- Mwiri Hill, Jinja District Uganda

Information
- Type: Public Middle School and High School
- Motto: "Kulwa Katonda n'Eggwanga Lyaffe" meaning "For God and Our Country"
- Established: 25 September 1911
- Headteacher: Peter Sibukule
- Athletics: Football, basketball, Cricket, Track, Rugby, Volleyball, Lawn Tennis, Table Tennis, Hockey, Morabaraba
- Website: Homepage

= Busoga College =

Busoga College Mwiri, is a boarding secondary school located in the eastern region of Uganda, specifically Jinja.

==Location==
Busoga College Mwiri is located on Mwiri Hill in Wairaka Parish, Kakira Town Council-Jinja District, Eastern Region of Uganda, adjacent and to the immediate west of the town of Kakira. Mwiri is approximately 14.6 km by road, north-east of Jinja, the second largest city in the Uganda. The coordinates of Busoga College are 0°29'55.0"N, 33°15'48.0"E (Latitude0.498611; Longitude:33.263333).

==Overview==
The all-boys boarding school was founded by the Church Missionary Society, who later turned it over to the Church of Uganda. The school receives funding from Uganda's Ministry of Education, thus meeting the classification as a public school. It is one of the prominent middle and high schools (Senior Secondary Schools), in Uganda. The country's first Prime Minister, the late Milton Obote, attended Busoga College Mwiri.

▸ Data excerpt
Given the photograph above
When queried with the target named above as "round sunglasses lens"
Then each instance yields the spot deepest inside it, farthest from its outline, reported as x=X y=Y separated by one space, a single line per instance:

▸ Written task A
Update the Busoga College text from "- Established: 25" to "Uganda, specifically Jinja.", with "boarding secondary school" changed to "residential secondary school".
▸ Written task B
According to the Busoga College text, which organization founded the school?

▸ Reply A
- Established: 25 September 1911
- Headteacher: Peter Sibukule
- Athletics: Football, basketball, Cricket, Track, Rugby, Volleyball, Lawn Tennis, Table Tennis, Hockey, Morabaraba
- Website: Homepage

= Busoga College =

Busoga College Mwiri, is a residential secondary school located in the eastern region of Uganda, specifically Jinja.

▸ Reply B
The Church Missionary Society